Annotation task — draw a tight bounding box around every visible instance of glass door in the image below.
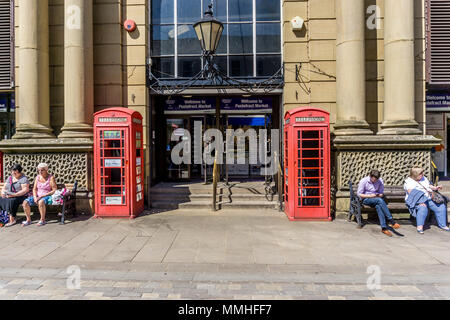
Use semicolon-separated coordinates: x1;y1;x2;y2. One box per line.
100;129;128;205
165;118;190;180
296;129;325;208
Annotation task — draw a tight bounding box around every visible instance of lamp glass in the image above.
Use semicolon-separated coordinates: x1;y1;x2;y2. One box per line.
194;20;223;52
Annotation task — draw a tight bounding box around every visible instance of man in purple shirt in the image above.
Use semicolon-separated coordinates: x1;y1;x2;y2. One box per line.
357;170;400;237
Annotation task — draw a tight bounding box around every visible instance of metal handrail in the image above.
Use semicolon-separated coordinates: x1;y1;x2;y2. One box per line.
431;160;439;186
274;151;283;211
213;150;219;211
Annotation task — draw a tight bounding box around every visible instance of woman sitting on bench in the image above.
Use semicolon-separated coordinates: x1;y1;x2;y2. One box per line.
22;163;58;227
0;164;30;227
403;167;450;234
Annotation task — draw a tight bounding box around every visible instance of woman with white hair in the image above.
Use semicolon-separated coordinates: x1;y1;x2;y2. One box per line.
22;163;58;227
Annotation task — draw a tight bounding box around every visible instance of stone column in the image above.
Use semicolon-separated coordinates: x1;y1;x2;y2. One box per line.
13;0;54;139
58;0;94;138
334;0;373;136
378;0;421;135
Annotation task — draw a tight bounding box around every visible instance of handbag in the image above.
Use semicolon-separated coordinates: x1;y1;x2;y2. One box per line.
417;181;445;204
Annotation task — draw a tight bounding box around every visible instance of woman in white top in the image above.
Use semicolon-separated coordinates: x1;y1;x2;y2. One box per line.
403;167;450;234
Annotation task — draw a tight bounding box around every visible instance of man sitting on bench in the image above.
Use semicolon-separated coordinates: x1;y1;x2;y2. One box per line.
357;170;400;237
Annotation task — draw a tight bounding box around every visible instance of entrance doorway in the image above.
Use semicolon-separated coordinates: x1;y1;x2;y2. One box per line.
152;96;280;184
164;114;272;181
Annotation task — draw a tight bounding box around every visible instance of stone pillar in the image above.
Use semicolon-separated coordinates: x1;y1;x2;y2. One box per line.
58;0;94;138
334;0;373;136
378;0;421;135
13;0;54;139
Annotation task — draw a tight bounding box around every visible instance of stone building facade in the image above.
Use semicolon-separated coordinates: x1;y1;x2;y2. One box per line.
0;0;439;216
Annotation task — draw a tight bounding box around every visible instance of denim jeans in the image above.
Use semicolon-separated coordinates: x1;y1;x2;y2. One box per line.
363;198;394;229
416;199;447;228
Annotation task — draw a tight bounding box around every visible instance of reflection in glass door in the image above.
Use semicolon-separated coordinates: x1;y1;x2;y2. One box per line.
296;130;325;207
100;129;128;205
165;118;190;180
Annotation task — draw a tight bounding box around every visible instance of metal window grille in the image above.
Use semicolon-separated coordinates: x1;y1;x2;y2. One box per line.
426;0;450;85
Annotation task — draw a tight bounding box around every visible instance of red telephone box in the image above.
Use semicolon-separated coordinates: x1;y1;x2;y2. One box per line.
284;108;331;221
94;108;144;219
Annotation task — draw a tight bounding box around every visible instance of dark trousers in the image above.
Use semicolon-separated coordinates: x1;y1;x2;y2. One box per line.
0;196;27;218
363;198;394;229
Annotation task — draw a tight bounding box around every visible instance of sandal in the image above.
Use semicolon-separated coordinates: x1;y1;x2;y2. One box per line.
5;221;17;228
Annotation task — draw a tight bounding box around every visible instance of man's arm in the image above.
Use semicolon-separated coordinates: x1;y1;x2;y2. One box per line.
357;178;376;199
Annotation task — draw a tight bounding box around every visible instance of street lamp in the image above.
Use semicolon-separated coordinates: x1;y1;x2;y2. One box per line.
147;4;284;95
194;4;223;79
194;4;223;56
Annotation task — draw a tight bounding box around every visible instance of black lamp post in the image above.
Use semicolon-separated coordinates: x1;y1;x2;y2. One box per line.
194;4;223;78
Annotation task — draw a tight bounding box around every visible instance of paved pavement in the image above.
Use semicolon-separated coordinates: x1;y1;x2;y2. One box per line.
0;210;450;300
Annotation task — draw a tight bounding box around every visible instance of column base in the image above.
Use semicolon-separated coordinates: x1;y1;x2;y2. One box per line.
58;123;94;138
0;138;94;214
377;120;422;135
333;120;373;136
12;124;55;139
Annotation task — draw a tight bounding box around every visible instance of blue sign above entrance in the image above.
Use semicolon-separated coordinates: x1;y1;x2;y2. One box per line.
164;97;273;114
220;97;272;113
427;92;450;111
164;98;216;114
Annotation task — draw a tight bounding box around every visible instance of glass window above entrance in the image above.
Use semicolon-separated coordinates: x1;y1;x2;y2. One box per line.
150;0;281;79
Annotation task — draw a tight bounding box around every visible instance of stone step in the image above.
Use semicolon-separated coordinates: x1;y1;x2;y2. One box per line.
151;192;278;201
151;186;274;196
152;200;278;210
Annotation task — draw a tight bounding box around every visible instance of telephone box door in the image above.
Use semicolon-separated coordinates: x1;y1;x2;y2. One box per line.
96;127;129;216
290;127;330;219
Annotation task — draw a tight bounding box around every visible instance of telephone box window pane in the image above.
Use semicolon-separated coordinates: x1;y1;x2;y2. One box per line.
302;150;323;158
302;198;320;207
302;140;319;148
255;0;281;21
178;57;202;78
228;0;253;21
303;188;320;197
106;187;121;194
299;179;319;187
152;25;175;56
302;160;319;168
151;0;174;24
230;56;253;77
303;131;319;139
177;0;202;23
302;169;320;178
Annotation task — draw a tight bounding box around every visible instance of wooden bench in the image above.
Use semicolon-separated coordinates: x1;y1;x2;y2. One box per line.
348;181;449;228
348;181;409;228
0;181;78;225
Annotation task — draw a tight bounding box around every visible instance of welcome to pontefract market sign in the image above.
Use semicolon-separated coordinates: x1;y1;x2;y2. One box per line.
427;92;450;111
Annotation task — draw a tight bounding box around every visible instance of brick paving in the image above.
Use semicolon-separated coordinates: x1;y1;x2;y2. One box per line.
0;210;450;300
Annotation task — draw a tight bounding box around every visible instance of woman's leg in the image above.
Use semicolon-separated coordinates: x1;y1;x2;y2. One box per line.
416;203;428;230
428;200;447;229
22;199;31;222
39;200;47;222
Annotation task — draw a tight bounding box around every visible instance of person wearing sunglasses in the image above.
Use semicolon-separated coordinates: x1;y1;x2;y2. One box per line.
22;163;58;227
403;167;450;234
0;163;30;227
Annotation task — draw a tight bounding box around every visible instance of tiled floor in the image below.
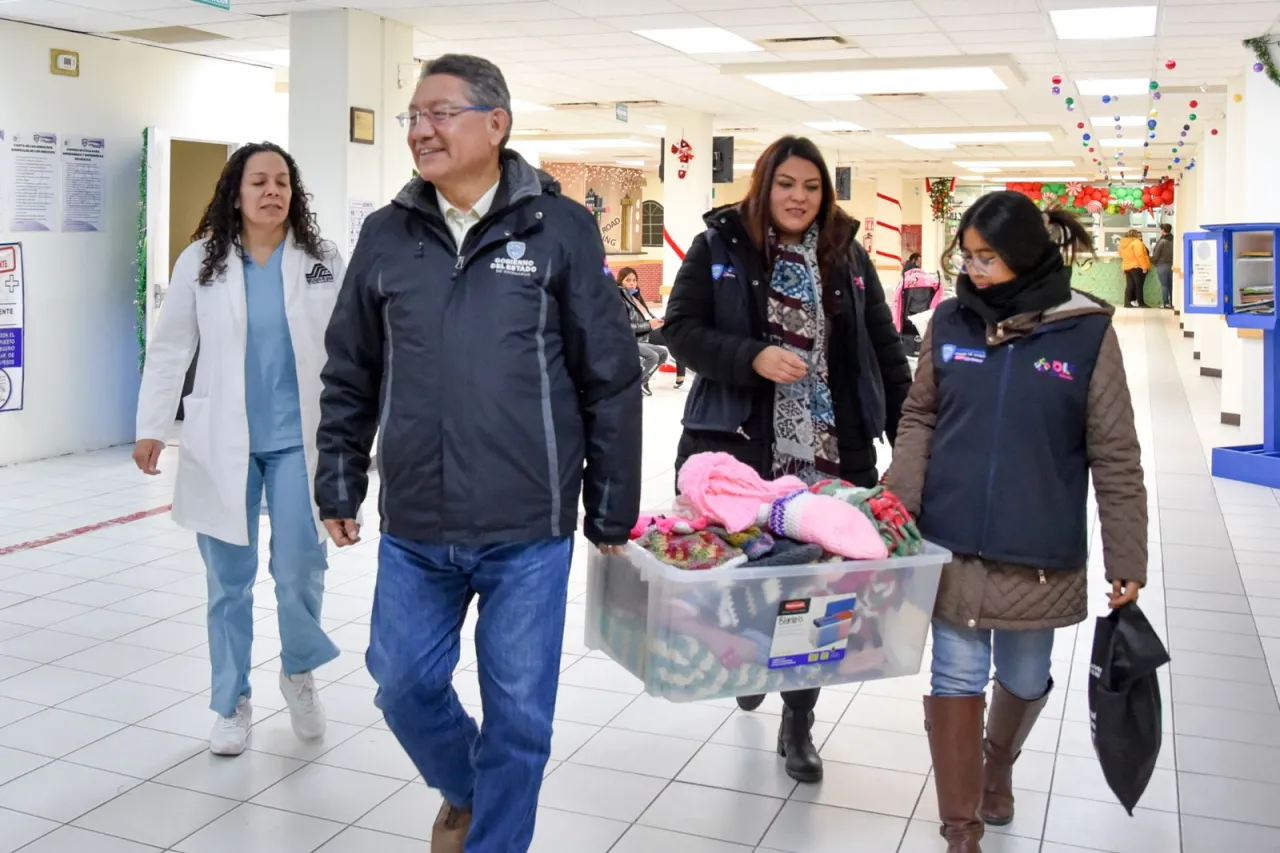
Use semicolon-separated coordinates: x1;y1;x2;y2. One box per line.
0;313;1280;853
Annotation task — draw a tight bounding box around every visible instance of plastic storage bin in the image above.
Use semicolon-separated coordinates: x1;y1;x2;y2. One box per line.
586;544;951;702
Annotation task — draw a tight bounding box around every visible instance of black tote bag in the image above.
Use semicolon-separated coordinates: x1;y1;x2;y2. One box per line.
1089;603;1169;816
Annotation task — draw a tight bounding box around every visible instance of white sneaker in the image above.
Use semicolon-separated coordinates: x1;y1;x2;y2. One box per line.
209;695;253;756
280;670;325;740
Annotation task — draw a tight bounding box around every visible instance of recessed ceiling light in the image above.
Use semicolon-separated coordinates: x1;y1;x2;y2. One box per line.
1075;77;1151;95
1048;6;1156;41
1089;115;1147;127
635;27;764;54
955;160;1075;169
746;68;1007;101
804;120;867;133
890;131;1053;151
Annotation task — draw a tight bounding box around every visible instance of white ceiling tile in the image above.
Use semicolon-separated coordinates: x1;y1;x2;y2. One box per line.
829;18;946;35
804;0;924;20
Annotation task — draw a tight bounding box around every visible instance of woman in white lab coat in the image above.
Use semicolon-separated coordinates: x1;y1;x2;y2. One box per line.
133;143;343;756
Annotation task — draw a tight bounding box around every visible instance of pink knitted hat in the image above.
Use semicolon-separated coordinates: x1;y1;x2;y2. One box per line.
769;489;888;560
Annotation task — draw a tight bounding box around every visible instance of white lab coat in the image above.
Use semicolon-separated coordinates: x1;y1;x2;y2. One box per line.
137;236;346;546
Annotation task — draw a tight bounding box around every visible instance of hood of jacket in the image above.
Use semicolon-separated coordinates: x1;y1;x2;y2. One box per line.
703;204;863;244
393;149;559;222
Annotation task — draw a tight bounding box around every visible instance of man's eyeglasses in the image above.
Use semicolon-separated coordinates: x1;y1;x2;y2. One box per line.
396;106;494;131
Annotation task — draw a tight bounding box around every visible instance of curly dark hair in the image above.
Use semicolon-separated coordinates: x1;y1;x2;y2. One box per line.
191;142;324;286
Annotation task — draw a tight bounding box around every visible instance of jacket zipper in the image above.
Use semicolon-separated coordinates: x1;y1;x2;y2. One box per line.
978;342;1018;558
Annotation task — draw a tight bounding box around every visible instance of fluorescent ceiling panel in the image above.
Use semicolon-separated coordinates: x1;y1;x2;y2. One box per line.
746;68;1007;101
955;160;1075;169
1075;77;1151;96
890;131;1053;151
1048;6;1156;41
804;120;867;133
635;27;764;54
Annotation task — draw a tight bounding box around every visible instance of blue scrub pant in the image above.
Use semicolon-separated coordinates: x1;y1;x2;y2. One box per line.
197;447;338;717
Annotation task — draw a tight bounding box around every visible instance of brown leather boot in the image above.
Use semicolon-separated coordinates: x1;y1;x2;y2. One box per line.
431;800;471;853
979;680;1053;826
924;695;986;853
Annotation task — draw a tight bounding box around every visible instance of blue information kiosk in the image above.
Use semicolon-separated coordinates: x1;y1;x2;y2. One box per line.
1183;223;1280;488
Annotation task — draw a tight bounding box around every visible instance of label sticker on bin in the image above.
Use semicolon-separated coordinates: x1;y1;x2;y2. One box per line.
769;596;858;670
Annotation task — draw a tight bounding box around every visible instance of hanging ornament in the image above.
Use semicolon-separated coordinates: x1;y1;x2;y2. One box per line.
671;137;694;179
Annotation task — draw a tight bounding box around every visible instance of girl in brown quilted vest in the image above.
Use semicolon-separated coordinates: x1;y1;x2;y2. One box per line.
886;192;1147;853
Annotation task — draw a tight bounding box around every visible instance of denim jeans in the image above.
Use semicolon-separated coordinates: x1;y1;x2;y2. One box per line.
1156;264;1174;306
196;447;338;717
933;619;1053;702
367;535;573;853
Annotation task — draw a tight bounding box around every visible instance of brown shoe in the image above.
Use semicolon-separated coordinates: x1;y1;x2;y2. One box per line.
431;800;471;853
924;695;986;853
978;680;1053;826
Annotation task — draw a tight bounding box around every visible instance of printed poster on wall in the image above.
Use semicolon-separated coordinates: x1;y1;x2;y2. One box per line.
1192;240;1219;307
63;136;106;232
5;133;58;232
347;201;378;261
0;243;27;412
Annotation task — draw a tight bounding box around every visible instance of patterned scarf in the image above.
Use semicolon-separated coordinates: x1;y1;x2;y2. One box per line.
769;225;840;484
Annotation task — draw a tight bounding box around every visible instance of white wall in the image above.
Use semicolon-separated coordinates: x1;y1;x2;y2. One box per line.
0;20;283;465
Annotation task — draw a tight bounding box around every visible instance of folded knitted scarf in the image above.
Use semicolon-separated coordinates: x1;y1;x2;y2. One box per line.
636;528;746;571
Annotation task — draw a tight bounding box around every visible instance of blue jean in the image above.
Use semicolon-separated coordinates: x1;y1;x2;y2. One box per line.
1156;264;1174;305
367;535;573;853
196;447;338;717
932;619;1053;702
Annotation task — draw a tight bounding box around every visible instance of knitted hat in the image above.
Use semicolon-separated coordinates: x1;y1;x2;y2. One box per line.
769;491;888;560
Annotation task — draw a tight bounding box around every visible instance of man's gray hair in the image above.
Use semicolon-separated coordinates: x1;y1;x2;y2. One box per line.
419;54;515;147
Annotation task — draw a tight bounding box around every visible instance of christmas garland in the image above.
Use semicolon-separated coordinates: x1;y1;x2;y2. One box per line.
1244;36;1280;86
133;128;150;373
924;178;956;222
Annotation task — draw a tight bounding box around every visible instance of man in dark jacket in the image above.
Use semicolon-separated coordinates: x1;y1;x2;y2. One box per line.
1151;222;1174;307
316;55;641;853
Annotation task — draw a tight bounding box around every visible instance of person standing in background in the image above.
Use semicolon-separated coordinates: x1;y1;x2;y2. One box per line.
1120;228;1151;307
618;266;685;391
133;142;344;756
1151;222;1174;309
316;54;644;853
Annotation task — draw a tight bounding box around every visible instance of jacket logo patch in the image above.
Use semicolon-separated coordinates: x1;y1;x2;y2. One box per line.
1036;359;1075;382
942;343;987;364
307;264;333;284
489;253;538;278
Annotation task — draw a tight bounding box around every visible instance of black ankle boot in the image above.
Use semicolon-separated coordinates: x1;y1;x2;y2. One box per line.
778;708;822;784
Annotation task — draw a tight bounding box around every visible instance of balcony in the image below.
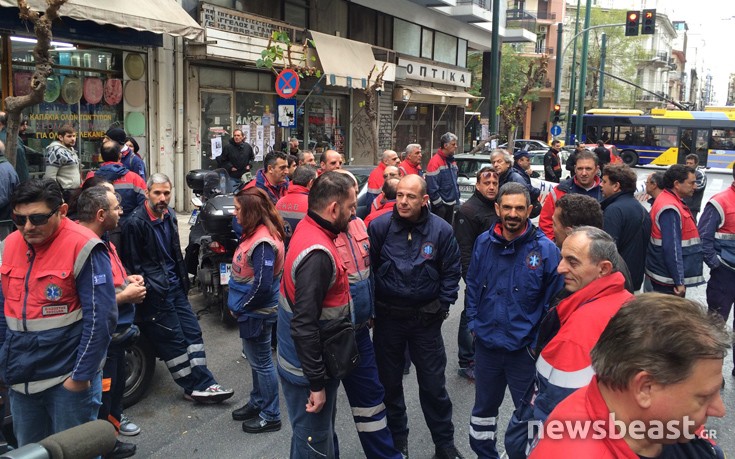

============================================================

Stated exercise
Print the lines of the listing above starting at the line that contains "doorway in the image above." and ending at the line that contains "416;199;447;228", reproducing each one precisely.

Final result
Annotation task — draw a tight bounding box around every visible instance of entrance doorway in the image above.
Use semicolon-separated coordinates: x1;y1;x2;y2. One box per line.
152;96;280;184
164;114;272;181
Annotation task — draw a tight bounding box around every visible instance of stone pillar in the image above.
Use semicolon-separated coordinates: x1;y1;x2;y2. One box per line.
58;0;94;138
334;0;373;136
378;0;421;135
13;0;54;139
Annotation task — draw a tight bounding box around every visible instance of stone building facade in the image above.
Use semicolon-separated coordinates: x1;y1;x2;y2. One box per line.
0;0;439;216
Annotation task — draw a tight bounding box around every visible instance of denim jeans in the image above.
Use semicolon-separated coordinates: x1;y1;x2;y2. One box per line.
363;198;394;229
416;199;447;228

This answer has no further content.